INPUT DATA:
◇ ◇ ◇
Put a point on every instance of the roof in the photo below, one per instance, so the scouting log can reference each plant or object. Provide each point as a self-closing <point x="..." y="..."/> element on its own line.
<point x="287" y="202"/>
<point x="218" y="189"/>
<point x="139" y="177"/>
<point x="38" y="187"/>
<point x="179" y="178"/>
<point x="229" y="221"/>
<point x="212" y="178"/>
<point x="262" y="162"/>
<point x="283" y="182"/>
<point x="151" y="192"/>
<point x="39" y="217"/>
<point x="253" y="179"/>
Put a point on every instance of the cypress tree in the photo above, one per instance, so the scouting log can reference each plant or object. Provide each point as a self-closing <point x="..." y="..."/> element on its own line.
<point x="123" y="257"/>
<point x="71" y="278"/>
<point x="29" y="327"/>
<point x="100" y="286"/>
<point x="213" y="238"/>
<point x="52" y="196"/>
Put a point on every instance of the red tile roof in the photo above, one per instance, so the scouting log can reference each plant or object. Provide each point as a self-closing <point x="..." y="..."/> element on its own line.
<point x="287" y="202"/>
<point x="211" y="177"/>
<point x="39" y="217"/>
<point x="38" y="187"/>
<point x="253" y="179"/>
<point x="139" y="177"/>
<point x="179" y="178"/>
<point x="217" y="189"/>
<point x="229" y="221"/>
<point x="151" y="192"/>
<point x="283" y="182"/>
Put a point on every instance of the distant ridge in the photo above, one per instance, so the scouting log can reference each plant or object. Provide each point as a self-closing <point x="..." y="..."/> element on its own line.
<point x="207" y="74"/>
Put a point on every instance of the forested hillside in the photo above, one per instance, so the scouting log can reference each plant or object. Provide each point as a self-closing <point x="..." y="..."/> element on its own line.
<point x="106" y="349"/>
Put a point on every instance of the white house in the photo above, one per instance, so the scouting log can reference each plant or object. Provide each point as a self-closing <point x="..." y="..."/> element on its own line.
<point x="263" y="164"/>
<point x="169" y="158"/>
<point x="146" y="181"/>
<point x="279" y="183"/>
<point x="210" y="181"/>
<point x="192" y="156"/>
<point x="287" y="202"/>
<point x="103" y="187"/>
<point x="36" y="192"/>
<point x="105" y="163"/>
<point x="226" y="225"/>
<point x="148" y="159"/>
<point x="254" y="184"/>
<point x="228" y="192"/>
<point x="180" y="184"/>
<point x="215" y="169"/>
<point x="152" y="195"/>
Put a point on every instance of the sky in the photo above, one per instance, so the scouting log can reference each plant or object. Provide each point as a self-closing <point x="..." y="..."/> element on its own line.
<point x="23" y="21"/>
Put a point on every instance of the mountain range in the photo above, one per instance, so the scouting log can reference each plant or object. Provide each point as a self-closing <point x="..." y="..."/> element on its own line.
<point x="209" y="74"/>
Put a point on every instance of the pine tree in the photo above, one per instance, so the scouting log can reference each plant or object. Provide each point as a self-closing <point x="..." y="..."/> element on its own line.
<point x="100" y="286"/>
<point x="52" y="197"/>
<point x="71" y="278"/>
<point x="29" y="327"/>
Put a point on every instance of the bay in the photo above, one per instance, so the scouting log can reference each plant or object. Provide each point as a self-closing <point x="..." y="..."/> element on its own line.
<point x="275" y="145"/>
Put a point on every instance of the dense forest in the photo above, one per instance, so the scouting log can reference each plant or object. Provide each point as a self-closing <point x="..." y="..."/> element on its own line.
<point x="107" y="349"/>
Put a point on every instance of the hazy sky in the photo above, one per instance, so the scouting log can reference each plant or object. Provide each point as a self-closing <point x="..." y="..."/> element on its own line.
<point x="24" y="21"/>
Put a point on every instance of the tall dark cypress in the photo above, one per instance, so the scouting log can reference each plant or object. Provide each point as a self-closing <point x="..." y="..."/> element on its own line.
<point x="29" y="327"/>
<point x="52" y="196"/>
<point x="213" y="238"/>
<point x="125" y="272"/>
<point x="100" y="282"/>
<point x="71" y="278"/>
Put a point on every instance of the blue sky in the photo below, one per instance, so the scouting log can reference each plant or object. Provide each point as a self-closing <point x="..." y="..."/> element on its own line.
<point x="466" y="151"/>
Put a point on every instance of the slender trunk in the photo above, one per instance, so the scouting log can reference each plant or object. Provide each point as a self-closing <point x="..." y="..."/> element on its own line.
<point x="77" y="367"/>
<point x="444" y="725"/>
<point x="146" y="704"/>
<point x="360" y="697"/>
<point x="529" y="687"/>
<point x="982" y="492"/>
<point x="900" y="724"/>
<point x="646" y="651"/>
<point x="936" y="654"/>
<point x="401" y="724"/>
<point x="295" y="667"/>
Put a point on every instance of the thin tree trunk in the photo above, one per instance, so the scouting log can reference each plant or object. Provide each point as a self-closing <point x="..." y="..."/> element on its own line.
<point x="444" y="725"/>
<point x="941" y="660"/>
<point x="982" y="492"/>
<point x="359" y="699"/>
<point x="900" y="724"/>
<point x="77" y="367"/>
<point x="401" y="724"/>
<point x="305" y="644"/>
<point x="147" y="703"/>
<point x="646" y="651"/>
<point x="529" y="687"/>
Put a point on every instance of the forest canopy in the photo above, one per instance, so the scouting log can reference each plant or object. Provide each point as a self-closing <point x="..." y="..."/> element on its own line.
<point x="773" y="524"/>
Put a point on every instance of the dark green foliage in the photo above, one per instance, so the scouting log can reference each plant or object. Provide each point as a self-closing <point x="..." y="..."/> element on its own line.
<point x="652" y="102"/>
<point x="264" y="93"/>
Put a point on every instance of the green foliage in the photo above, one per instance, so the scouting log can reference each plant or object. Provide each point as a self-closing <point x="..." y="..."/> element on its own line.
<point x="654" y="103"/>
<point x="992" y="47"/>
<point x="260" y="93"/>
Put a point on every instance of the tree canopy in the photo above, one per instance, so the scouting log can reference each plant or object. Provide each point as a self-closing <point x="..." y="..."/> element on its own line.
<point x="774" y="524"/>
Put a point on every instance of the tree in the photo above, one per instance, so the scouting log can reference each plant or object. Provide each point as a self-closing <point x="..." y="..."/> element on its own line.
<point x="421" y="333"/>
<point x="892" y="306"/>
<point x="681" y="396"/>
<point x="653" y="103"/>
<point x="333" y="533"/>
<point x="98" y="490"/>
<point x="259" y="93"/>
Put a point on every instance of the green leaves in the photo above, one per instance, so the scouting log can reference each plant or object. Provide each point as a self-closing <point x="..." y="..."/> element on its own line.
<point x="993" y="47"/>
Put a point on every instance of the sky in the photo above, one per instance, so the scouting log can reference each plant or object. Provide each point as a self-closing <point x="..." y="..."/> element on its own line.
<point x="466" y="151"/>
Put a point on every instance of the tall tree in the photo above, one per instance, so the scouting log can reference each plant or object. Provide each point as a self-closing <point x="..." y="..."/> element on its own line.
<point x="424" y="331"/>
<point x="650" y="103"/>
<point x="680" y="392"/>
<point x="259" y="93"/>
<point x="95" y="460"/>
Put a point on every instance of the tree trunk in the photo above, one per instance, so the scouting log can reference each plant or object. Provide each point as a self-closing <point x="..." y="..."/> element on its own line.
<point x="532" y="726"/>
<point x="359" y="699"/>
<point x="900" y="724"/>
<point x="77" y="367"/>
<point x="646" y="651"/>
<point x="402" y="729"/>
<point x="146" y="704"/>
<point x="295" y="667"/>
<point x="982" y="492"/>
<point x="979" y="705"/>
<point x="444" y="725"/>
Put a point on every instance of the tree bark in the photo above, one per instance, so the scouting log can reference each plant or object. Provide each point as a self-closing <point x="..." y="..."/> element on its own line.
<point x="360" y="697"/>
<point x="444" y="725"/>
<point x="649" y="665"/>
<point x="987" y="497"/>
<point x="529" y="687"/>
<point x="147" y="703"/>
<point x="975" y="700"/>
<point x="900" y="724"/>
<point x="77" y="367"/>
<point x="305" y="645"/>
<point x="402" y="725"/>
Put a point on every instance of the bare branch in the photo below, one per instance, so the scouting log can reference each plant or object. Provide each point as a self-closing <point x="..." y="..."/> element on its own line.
◇ ◇ ◇
GIVEN EXERCISE: Give again only the lines of the material above that run from the one with "Put a point on every instance of the tree bark" through the end, both included, exactly as they appear.

CORRECT OUTPUT:
Put a point on every instance of the tree bark in the photo above, one per instance, so the scouting log can reference each plant or object. Provide each point as a self-closing <point x="..." y="..."/> element on its own line.
<point x="360" y="697"/>
<point x="444" y="725"/>
<point x="649" y="665"/>
<point x="987" y="497"/>
<point x="529" y="687"/>
<point x="147" y="703"/>
<point x="975" y="700"/>
<point x="900" y="724"/>
<point x="77" y="367"/>
<point x="305" y="645"/>
<point x="402" y="725"/>
Put a point on every instance of the bare branch in the photo below, one per instance, so the scouting log can reference each plant or object. Provide each point as a self-closing <point x="..." y="..."/> element on its own line.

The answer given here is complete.